* Problem *
The entries underneath need to be duplicated exactly, with none omitted.

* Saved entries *

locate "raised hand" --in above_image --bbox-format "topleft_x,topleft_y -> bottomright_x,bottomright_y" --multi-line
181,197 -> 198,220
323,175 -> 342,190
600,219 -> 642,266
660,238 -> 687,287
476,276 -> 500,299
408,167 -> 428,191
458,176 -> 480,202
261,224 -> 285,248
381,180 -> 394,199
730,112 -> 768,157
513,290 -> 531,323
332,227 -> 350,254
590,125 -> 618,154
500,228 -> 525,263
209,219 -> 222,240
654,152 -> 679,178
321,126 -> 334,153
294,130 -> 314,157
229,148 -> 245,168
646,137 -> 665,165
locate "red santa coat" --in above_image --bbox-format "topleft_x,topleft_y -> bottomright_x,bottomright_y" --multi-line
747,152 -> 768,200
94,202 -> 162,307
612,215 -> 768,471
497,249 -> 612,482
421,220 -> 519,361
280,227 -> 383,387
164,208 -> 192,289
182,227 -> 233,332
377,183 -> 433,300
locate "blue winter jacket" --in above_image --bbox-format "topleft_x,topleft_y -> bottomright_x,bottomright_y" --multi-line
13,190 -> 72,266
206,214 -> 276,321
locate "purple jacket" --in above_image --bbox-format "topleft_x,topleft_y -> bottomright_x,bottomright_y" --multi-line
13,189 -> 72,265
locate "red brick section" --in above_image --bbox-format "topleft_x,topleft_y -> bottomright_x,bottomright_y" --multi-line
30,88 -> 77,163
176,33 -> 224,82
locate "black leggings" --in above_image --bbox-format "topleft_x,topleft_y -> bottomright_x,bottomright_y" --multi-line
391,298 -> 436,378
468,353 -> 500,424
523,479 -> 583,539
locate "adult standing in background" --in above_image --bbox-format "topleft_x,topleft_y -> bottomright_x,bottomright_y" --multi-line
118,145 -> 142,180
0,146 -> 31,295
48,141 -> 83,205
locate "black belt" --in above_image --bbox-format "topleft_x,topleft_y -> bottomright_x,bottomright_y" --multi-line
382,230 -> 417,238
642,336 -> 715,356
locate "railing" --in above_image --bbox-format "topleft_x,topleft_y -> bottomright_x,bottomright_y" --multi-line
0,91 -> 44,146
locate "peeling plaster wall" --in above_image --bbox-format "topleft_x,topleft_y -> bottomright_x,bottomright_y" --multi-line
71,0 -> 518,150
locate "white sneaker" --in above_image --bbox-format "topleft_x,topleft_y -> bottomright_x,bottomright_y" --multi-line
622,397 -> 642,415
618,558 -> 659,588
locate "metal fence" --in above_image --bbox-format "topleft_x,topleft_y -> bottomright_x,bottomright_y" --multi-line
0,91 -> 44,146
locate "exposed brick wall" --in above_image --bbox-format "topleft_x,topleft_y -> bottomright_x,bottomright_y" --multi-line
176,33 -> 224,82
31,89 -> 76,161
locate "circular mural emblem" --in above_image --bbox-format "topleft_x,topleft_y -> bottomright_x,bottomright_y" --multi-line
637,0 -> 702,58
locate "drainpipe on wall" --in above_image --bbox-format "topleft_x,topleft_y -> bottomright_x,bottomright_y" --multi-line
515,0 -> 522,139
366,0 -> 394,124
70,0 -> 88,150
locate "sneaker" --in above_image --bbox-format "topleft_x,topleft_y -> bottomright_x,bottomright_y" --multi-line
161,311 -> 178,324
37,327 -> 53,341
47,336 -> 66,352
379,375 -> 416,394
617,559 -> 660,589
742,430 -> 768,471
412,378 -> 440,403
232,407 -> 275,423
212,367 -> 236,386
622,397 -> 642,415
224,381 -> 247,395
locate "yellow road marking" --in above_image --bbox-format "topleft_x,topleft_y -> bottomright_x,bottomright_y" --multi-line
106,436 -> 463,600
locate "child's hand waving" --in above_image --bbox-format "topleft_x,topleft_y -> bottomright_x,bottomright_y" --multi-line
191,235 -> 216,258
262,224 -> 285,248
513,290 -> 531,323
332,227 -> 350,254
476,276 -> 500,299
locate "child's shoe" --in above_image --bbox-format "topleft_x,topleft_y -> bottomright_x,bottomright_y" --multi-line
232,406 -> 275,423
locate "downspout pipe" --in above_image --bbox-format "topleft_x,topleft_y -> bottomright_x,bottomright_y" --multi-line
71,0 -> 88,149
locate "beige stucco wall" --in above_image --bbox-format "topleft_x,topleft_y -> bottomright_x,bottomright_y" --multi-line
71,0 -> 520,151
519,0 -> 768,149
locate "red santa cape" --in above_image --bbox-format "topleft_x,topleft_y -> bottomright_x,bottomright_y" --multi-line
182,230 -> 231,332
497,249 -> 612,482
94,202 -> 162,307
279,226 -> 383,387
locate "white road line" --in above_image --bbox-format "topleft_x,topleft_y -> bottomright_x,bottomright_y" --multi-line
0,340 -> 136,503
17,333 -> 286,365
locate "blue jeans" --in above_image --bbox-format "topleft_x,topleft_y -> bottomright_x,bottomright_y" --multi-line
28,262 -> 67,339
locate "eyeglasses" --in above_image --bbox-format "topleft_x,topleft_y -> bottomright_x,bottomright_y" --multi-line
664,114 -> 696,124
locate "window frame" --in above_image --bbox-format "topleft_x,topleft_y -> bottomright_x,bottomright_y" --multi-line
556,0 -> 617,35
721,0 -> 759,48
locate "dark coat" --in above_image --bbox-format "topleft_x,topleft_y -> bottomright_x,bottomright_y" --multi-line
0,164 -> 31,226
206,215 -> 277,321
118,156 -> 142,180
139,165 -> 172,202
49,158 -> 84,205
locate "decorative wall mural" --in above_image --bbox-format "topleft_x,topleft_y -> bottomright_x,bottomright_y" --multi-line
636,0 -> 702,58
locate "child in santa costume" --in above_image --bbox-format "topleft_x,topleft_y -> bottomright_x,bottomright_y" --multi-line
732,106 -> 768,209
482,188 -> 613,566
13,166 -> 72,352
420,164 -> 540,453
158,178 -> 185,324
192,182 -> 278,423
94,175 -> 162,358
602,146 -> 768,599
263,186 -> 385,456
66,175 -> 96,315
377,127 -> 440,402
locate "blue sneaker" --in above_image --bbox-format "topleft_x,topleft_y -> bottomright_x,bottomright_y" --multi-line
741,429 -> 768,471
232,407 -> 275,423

* Task solution *
locate "raised hand" --in above_image --bbox-format "topleft_x,topleft_y -> bottomright_x,bottomright_y" --multi-line
181,197 -> 198,220
323,175 -> 342,190
600,219 -> 642,266
660,238 -> 687,287
476,276 -> 500,299
408,167 -> 428,191
458,176 -> 480,202
261,224 -> 285,248
381,180 -> 394,199
730,112 -> 768,157
513,290 -> 531,323
332,227 -> 350,254
590,125 -> 618,154
500,228 -> 525,263
209,219 -> 222,240
654,152 -> 679,178
321,126 -> 334,153
294,130 -> 314,157
229,148 -> 245,168
646,137 -> 665,165
locate "red santa coat" --in above_image --bbox-format "topleft_x,topleft_y -> bottomright_x,bottomright_y" --multi-line
747,152 -> 768,200
94,202 -> 162,307
612,215 -> 768,471
497,249 -> 612,482
421,220 -> 519,361
280,227 -> 383,387
164,208 -> 192,289
182,227 -> 233,332
377,183 -> 433,300
locate "blue winter jacket" --in above_image --bbox-format "topleft_x,topleft_y -> bottomright_x,bottomright_y" --multi-line
13,190 -> 72,266
206,214 -> 276,321
locate "purple jacket" --in above_image --bbox-format "topleft_x,topleft_y -> bottomright_x,bottomright_y" --multi-line
13,189 -> 72,265
locate "red brick section" --in above_image --bbox-format "topleft_x,topleft_y -> bottomright_x,bottomright_y" --multi-line
30,88 -> 77,163
176,33 -> 224,82
locate "black leggings" --in above_image --bbox-format "topleft_x,topleft_y -> bottomright_x,bottomright_y" --multi-line
391,298 -> 436,378
468,353 -> 500,424
523,479 -> 583,539
locate "adult standing in background" --in above_image --bbox-format "topleft_x,topleft_y -> bottomright_x,bottomright_y" --multi-line
118,145 -> 142,180
0,146 -> 31,295
48,141 -> 83,205
locate "black belt" --in above_image --bbox-format "topleft_x,topleft_y -> bottomright_x,bottomright_y" --multi-line
382,230 -> 417,238
642,336 -> 715,356
locate "railing" --in above_image --bbox-format "topleft_x,topleft_y -> bottomright_x,bottomright_y" --multi-line
0,91 -> 44,146
locate "peeling plaster wall" --in above_image --bbox-format "topleft_x,topleft_y -> bottomright_x,bottomright_y" --multi-line
71,0 -> 518,150
locate "white sneaker" --in above_image --bbox-format "topleft_x,topleft_y -> bottomright_x,bottomright_y" --multi-line
622,397 -> 642,415
618,558 -> 659,588
locate "metal fence" --in above_image --bbox-format "topleft_x,topleft_y -> bottomright_x,bottomright_y" --multi-line
0,91 -> 44,146
locate "exposed brick wall" --in above_image --bbox-format "topleft_x,topleft_y -> bottomright_x,bottomright_y" --multi-line
176,33 -> 224,82
31,89 -> 76,161
locate "circular mural emblem" --in above_image --bbox-format "topleft_x,topleft_y -> bottomright_x,bottomright_y" --multi-line
637,0 -> 702,58
locate "drainpipe on wall" --in above_image --bbox-format "topleft_x,topleft_y -> bottomright_x,bottomright_y" --multi-line
515,0 -> 522,139
366,0 -> 394,124
70,0 -> 88,150
locate "sneaker" --in above_image --bbox-format "topleft_x,topleft_y -> bottomright_x,bottomright_y" --multi-line
161,311 -> 178,324
37,327 -> 53,341
47,336 -> 66,352
379,375 -> 416,394
617,559 -> 660,589
742,430 -> 768,471
412,378 -> 440,403
232,407 -> 275,423
212,367 -> 236,386
622,397 -> 642,415
224,381 -> 247,395
locate "yellow road marking" --in above_image --bbox-format "topleft_x,topleft_y -> bottomright_x,bottomright_y" --multi-line
106,436 -> 463,600
locate "child's hand waving" --in above_image --bbox-format "topleft_x,topleft_y -> bottomright_x,bottomright_y" --multi-line
191,235 -> 216,258
262,224 -> 285,248
513,290 -> 531,323
332,227 -> 350,254
476,276 -> 500,299
locate "child's shoe" --in above_image --bbox-format "topleft_x,topleft_y -> bottomright_x,bottomright_y" --multi-line
232,406 -> 275,423
locate "downspout pipe" --in above_image --bbox-format "topleft_x,topleft_y -> bottomright_x,bottomright_y" --multi-line
71,0 -> 88,149
locate "beige stucco wall" --in above_image --bbox-format "topleft_x,topleft_y -> bottomright_x,bottomright_y" --multi-line
71,0 -> 520,151
519,0 -> 768,149
locate "red santa cape" --in above_image --bbox-format "topleft_x,topleft_y -> bottomright_x,bottomright_y" --multi-line
182,230 -> 231,332
497,249 -> 612,482
94,202 -> 162,307
279,226 -> 383,387
locate "white road line" --in above_image --bbox-format "topleft_x,topleft_y -> bottomright_x,bottomright_y" --multi-line
0,340 -> 136,503
17,333 -> 286,365
locate "blue jeans" --in above_image --bbox-format "topleft_x,topleft_y -> bottomright_x,bottomright_y" --multi-line
28,262 -> 67,339
locate "eyeglasses" --in above_image --bbox-format "topleft_x,topleft_y -> bottomright_x,bottomright_y" --multi-line
664,114 -> 696,124
locate "window frame" --in above_image --bbox-format "topleft_x,topleft_y -> bottomright_x,bottomright_y" --multi-line
556,0 -> 617,35
721,0 -> 759,48
locate "dark coat" --in above_image --bbox-format "topleft_x,topleft_y -> bottomright_x,bottomright_y" --multi-line
0,164 -> 31,226
206,215 -> 277,321
118,156 -> 142,180
139,165 -> 172,202
49,158 -> 84,205
locate "decorative wall mural" --in above_image --bbox-format "topleft_x,topleft_y -> bottomright_x,bottomright_y" --multi-line
636,0 -> 702,58
locate "child in santa costume" --in above_image --bbox-format "topleft_x,topleft_y -> bottomright_x,bottomright_y" --multi-line
732,106 -> 768,209
482,188 -> 613,566
13,166 -> 72,352
420,164 -> 540,453
158,178 -> 185,324
192,182 -> 278,423
94,175 -> 162,358
602,146 -> 768,599
263,186 -> 385,456
66,175 -> 96,315
377,127 -> 440,402
locate "blue sneaker" --in above_image --bbox-format "topleft_x,topleft_y -> bottomright_x,bottomright_y" --multi-line
741,429 -> 768,471
232,407 -> 275,423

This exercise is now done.